Exercise requirements: Show each line of the material below that contains the word "target", copied without changes.
## Start
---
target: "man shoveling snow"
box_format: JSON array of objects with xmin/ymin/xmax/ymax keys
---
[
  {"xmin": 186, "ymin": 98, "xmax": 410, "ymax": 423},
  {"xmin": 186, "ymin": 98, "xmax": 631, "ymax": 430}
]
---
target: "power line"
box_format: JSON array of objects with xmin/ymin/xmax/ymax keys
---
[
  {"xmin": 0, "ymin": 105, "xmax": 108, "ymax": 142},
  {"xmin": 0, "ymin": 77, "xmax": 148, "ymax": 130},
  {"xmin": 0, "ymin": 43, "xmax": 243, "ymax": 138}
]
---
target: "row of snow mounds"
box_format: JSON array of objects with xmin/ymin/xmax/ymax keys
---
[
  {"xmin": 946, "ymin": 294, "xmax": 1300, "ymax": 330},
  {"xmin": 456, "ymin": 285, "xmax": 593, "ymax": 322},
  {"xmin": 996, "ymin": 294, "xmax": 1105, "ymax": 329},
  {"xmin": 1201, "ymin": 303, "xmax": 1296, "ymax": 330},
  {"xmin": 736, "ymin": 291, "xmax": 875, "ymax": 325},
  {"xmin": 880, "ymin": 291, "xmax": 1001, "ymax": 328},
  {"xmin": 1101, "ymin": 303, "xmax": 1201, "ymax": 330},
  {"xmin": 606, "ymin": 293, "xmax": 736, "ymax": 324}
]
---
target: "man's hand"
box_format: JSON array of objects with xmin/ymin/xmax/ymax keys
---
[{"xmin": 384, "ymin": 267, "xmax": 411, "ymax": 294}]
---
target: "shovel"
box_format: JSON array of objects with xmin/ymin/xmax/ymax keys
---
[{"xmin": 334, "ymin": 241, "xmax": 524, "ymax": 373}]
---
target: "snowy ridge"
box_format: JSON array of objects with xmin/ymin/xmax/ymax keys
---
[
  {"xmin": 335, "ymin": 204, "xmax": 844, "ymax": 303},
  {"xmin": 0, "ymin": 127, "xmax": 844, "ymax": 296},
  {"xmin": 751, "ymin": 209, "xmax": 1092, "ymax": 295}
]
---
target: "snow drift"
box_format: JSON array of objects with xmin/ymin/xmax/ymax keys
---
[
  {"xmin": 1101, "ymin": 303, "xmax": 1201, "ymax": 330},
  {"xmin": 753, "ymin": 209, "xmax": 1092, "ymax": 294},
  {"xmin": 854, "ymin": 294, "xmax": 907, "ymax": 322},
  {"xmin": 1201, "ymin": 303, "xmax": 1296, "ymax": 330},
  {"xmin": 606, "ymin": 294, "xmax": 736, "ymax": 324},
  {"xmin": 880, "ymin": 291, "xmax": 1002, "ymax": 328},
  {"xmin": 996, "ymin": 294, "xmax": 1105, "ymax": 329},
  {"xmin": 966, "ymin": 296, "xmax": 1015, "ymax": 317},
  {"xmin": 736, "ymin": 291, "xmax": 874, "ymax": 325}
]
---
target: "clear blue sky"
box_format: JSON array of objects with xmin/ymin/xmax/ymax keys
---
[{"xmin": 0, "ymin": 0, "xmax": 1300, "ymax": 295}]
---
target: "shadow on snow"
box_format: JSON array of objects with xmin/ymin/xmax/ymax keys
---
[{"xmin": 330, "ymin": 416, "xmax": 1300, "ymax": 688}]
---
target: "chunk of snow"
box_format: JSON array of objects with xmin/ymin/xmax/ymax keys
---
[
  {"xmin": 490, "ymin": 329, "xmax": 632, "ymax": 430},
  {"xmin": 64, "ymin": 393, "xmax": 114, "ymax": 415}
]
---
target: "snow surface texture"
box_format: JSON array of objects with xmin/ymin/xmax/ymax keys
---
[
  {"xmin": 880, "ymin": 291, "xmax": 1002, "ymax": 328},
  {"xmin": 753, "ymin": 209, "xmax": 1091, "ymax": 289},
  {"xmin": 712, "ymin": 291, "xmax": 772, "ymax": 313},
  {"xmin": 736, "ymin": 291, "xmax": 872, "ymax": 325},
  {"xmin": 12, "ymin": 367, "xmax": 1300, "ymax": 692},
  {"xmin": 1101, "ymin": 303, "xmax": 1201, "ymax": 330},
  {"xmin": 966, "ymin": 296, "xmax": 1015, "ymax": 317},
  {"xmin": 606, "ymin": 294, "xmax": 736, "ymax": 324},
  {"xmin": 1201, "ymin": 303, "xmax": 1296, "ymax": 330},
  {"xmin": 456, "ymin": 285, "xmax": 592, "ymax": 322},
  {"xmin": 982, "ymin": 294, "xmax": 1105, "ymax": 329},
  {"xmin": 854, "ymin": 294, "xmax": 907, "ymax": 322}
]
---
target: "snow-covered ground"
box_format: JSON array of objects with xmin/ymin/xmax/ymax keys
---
## End
Full answer:
target: "man shoveling snow"
target: "power line"
target: "row of snow mounds"
target: "man's hand"
target: "shovel"
target: "snowy ridge"
target: "snow drift"
target: "clear blue sky"
target: "shadow on snow"
target: "chunk of snow"
target: "snow surface texture"
target: "snow-covered ground"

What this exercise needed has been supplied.